Dataset excerpt:
##########

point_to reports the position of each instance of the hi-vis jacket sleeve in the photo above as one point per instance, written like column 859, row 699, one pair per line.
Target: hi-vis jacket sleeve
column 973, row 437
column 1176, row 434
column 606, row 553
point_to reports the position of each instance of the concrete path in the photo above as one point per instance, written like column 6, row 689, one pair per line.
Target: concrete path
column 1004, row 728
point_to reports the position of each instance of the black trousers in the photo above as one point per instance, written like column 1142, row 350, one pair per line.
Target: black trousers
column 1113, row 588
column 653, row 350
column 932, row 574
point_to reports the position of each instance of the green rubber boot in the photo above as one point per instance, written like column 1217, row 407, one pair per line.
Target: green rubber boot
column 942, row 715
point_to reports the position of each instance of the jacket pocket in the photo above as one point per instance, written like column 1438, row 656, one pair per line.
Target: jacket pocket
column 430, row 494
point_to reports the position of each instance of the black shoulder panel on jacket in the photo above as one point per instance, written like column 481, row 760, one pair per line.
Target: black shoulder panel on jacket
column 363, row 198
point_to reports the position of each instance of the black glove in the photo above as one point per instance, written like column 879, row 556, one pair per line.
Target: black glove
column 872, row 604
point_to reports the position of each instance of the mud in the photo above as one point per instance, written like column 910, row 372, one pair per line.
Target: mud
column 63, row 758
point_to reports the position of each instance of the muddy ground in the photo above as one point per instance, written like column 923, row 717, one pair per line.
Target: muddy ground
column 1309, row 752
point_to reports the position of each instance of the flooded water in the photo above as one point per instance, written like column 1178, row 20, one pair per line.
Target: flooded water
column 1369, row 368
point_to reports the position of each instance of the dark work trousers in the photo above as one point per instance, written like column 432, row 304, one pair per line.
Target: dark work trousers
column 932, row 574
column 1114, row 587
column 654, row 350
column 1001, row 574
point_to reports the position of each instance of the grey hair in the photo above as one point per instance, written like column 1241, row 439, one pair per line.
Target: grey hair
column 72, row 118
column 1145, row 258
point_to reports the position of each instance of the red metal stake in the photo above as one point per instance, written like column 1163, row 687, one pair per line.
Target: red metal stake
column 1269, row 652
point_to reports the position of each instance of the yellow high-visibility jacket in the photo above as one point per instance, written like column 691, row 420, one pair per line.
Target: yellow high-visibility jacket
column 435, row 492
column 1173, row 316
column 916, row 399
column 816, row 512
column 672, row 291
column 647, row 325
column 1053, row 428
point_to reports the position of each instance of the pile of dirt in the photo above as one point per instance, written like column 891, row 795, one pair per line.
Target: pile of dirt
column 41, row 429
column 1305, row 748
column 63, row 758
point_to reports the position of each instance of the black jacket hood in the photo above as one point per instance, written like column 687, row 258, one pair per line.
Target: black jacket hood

##########

▸ STATED TASK
Rewrite the records above, changing every "dark work trousers" to "dark work pants" and leaving everything else the same.

▸ WRITTEN RESPONSE
point_to reports the position of each instance of the hi-vis jacket sleeve in the photo above as one point per instance, written like column 859, row 699, one pair per line.
Target: hi-vis jacket sleeve
column 973, row 437
column 1176, row 434
column 606, row 553
point_to reports the position of each instance of the concrete path in the photo above as one point per instance, written like column 6, row 689, one pair per line.
Target: concrete path
column 1004, row 728
point_to reports the position of each instance of the black trousers in the photo above as one point per instance, written like column 1142, row 350, one pair per line.
Target: black trousers
column 1113, row 588
column 653, row 350
column 932, row 574
point_to reports the position of each instance of the green rubber boot in the photo above as one point per instance, written like column 1217, row 407, one pair per line.
Target: green rubber boot
column 942, row 715
point_to reports the position of each instance of the jacket pocket in the photo above as one point per instance, written like column 1438, row 656, one pair per line.
Target: jacket pocket
column 430, row 494
point_to reports the position of each instance of the black shoulder panel on jacket in the photo above as one point per instance, written like column 481, row 760, one pair per line.
Target: black shoulder panel on jacket
column 363, row 198
point_to reports the position of each instance of the black glove in the photo above as one point per instance, written like column 879, row 556, one pair per line.
Target: black glove
column 872, row 604
point_to reports the position of each instance of the mud in the photo above as one point per instance, written like column 910, row 372, one pair per line.
Target: mud
column 63, row 758
point_to reports the position of each instance of the muddy ground in the photo above as one point per instance, written like column 923, row 717, one pair per line.
Target: muddy ground
column 1309, row 752
point_to reports the position of each instance of the flooded water in the photo above as one point per instance, written like column 1178, row 20, one pair per line.
Target: flooded water
column 1369, row 368
point_to reports the position of each instance of the dark work pants in the photo above as one point per instance, written like column 432, row 304, one pair per line.
Target: dark work pants
column 932, row 574
column 1114, row 587
column 654, row 350
column 1001, row 574
point_to reports the position of each instance of the grey hair in the photo above as one point per instance, written like column 1241, row 439, one pair per line.
Target: grey hair
column 72, row 118
column 1145, row 258
point_to reports the position of each instance of the red metal stake in the photo above as one point per instance, written like column 1163, row 687, one pair per line.
Target: red metal stake
column 1269, row 652
point_to reports the position of each instance of the yellow high-visibility jacket in the photo above as one point per instance, written like column 691, row 420, one pair per line.
Target: yellow high-visibility jacket
column 435, row 492
column 1173, row 316
column 916, row 399
column 816, row 512
column 672, row 291
column 647, row 325
column 1053, row 428
point_to reports the position of each instance of the pile of dirt in the photo above as one point per instance, written like column 891, row 795, one pair per line.
Target: pile of dirt
column 41, row 429
column 1305, row 748
column 63, row 758
point_to reports the position of each instance of the black jacket hood in the photo above as one point per instance, written like column 687, row 258, one pair per line.
Target: black jacket hood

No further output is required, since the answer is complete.